Using TensorRT models with NanoLLM causes memory leaks

Description

I ran nano_llm.vision.video of the NanoLLM application using the docker image dystynv/nano_llm:r36.3.0.
After running the application for 5 hours and checking RSS, I found that there is a memory leak.
Could you tell me how to fix memory leaks?

Following the issue in the link below, which is a known memory leak problem, I have already added gc.collect.

Additionally, since I do not need the video output, I have deleted the code related to the video_output variable.
Please check video.py in Relevant Files for changes to /opt/NanoLLM/nano_llm/vision/video.py.
When not using TensorRT models, there were hardly any memory leaks.
Therefore, using the TensorRT model causes memory leaks.

Environment

TensorRT Version: 8.6.2
GPU Type: Jetson Orin
CUDA Version: 12.2
CUDNN Version: 8.9.4
Operating System + Version: Ubuntu 22.04
Python Version (if applicable): 3.10.12
PyTorch Version (if applicable): 2.2.0
Baremetal or Container (if container which image + tag): Container dustynv/nano_llm:r36.3.0

Relevant Files

The model used was Efficient-Large-Model/VILA1.5-3b.
It is automatically downloaded at runtime.

The following is a script for executing VLM.
run.sh.txt (284 Bytes)
(Due to restrictions on uploadable file extensions, “.txt” has been added to the end of the file name.)

I made the following changes to /opt/NanoLLM/nano_llm/vision/video.py.
video.py.txt (3.7 KB)
(Due to restrictions on uploadable file extensions, “.txt” has been added to the end of the file name.)

diff --git a/nano_llm/vision/video.py b/nano_llm/vision/video.py
index aa32878..336d304 100644
--- a/nano_llm/vision/video.py
+++ b/nano_llm/vision/video.py
@@ -24,6 +24,7 @@ from nano_llm.plugins import VideoSource, VideoOutput

 from termcolor import cprint
 from jetson_utils import cudaMemcpy, cudaToNumpy, cudaFont
+import gc

 # parse args and set some defaults
 parser = ArgParser(extras=ArgParser.Defaults + ['prompt', 'video_input', 'video_output'])
@@ -72,15 +73,11 @@ def on_video(image):
     if last_text:
         font_text = remove_special_tokens(last_text)
         wrap_text(font, image, text=font_text, x=5, y=5, color=(120,215,21), background=font.Gray50)
-    video_output(image)

 video_source = VideoSource(**vars(args), cuda_stream=0)
 video_source.add(on_video, threaded=False)
 video_source.start()

-video_output = VideoOutput(**vars(args))
-video_output.start()
-
 font = cudaFont()

 # apply the prompts to each frame
@@ -123,8 +120,8 @@ while True:

     if num_images >= args.max_images:
         chat_history.reset()
+        gc.collect()
         num_images = 0

     if video_source.eos:
-        video_output.stream.Close()

Dataset content:
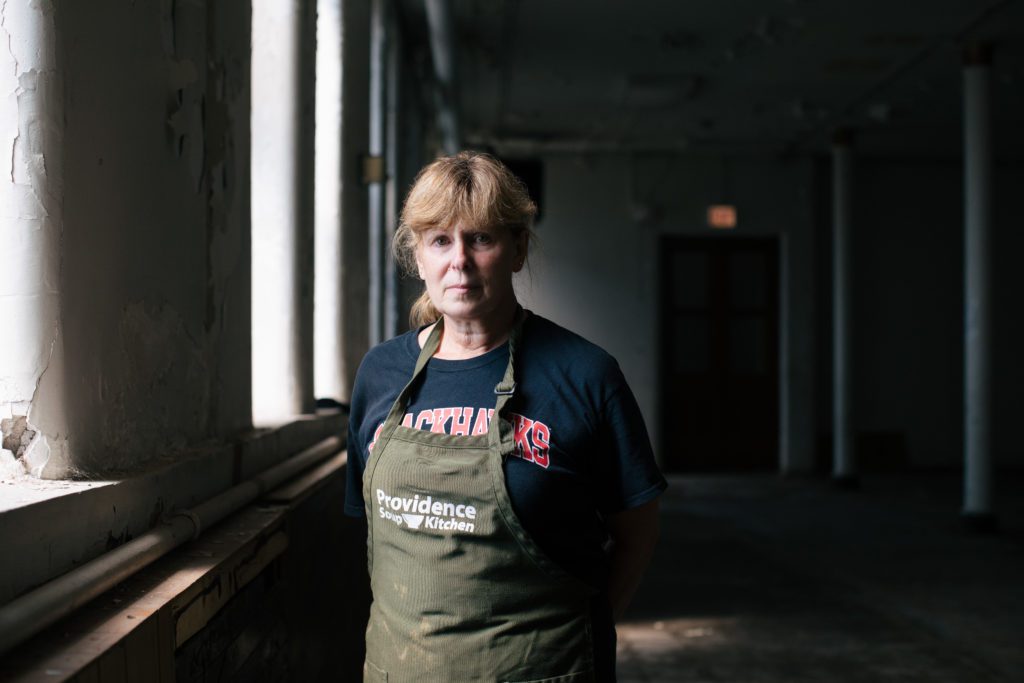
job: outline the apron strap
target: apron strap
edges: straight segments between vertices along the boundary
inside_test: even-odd
[[[512,333],[509,335],[509,361],[505,367],[505,376],[502,381],[495,386],[495,413],[490,418],[490,427],[487,429],[487,443],[490,445],[492,450],[500,453],[503,457],[512,453],[514,447],[514,437],[513,425],[508,420],[504,419],[503,412],[505,405],[508,403],[509,399],[515,395],[515,354],[519,347],[520,340],[522,339],[522,324],[526,319],[526,311],[519,308],[516,314],[515,326],[512,328]],[[423,348],[420,350],[420,355],[416,359],[416,369],[413,371],[413,376],[409,379],[404,388],[398,393],[398,397],[395,399],[394,403],[391,405],[391,411],[388,413],[387,419],[384,420],[384,427],[381,429],[381,434],[377,439],[377,445],[374,451],[378,451],[384,443],[391,439],[391,434],[394,430],[401,424],[402,419],[406,417],[406,409],[409,407],[409,397],[413,393],[413,389],[416,386],[416,382],[420,375],[423,374],[424,369],[433,357],[434,353],[437,352],[438,347],[441,342],[441,332],[444,329],[444,318],[438,318],[437,323],[434,325],[434,329],[430,331],[430,335],[427,337],[426,343],[423,344]],[[497,428],[494,428],[497,427]]]

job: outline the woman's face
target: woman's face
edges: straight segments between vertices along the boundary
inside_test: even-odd
[[[434,307],[457,321],[484,319],[515,300],[512,273],[522,269],[526,233],[458,223],[420,236],[416,264]]]

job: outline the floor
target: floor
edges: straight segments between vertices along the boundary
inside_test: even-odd
[[[979,535],[952,474],[673,478],[620,681],[1024,681],[1024,476],[996,501]]]

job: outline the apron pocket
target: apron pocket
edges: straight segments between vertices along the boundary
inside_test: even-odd
[[[387,672],[375,665],[370,659],[362,663],[364,683],[387,683]]]
[[[530,678],[519,681],[503,681],[502,683],[589,683],[594,680],[594,672],[591,670],[578,671],[574,674],[564,676],[552,676],[550,678]]]

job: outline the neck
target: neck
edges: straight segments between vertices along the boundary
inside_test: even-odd
[[[444,316],[444,331],[440,347],[434,357],[460,360],[482,355],[498,348],[509,338],[519,313],[518,302],[513,298],[485,317],[460,319]],[[421,346],[432,328],[420,335]]]

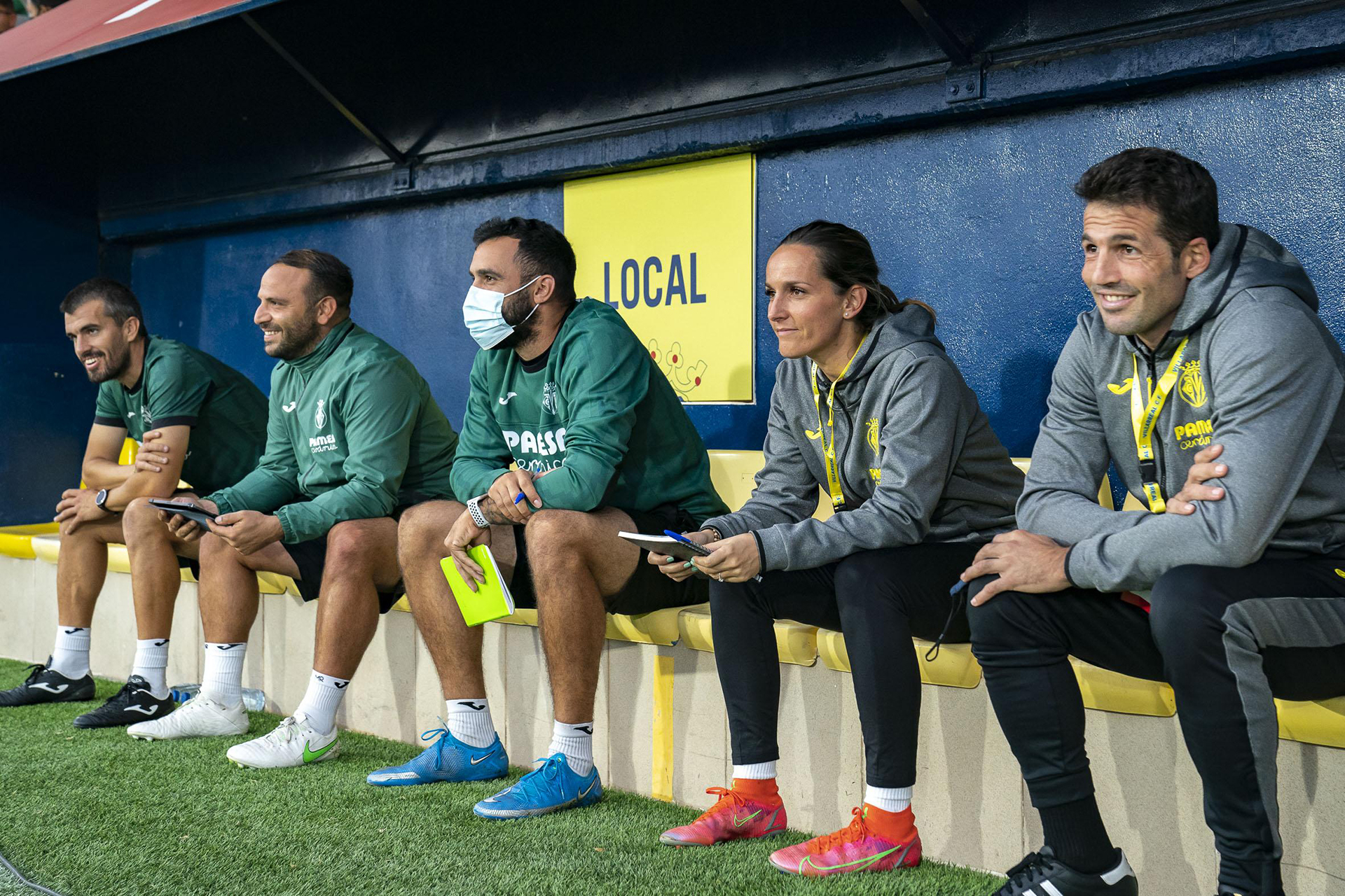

Problem requirements: Update the NanoLLM memory leak post: write out everything from "I ran nano_llm.vision.video" down to "a memory leak." again, with "5 hours" changed to "12 hours".

Exercise result:
I ran nano_llm.vision.video of the NanoLLM application using the docker image dystynv/nano_llm:r36.3.0.
After running the application for 12 hours and checking RSS, I found that there is a memory leak.